Written instruction => Copy out every line of the material below, requests included. Shift each x and y pixel coordinate in the answers by -27.

[Labeled point records]
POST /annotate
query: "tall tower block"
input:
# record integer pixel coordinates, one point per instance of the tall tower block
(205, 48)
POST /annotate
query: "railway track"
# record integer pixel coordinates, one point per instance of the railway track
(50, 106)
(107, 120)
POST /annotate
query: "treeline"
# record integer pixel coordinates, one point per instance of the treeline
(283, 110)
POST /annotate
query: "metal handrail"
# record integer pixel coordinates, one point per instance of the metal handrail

The result =>
POST /annotate
query: "tall tower block"
input:
# record integer pixel coordinates, one point per instance of the tall tower block
(178, 21)
POST /annotate
query: "railway track"
# record integer pixel coordinates, one point per instance of the railway track
(23, 79)
(80, 93)
POST /annotate
query: "treeline"
# record integer pixel coordinates, one point per instance of the treeline
(256, 83)
POST /annotate
query: "metal handrail"
# record integer pixel coordinates, one point per instance of the metal handrail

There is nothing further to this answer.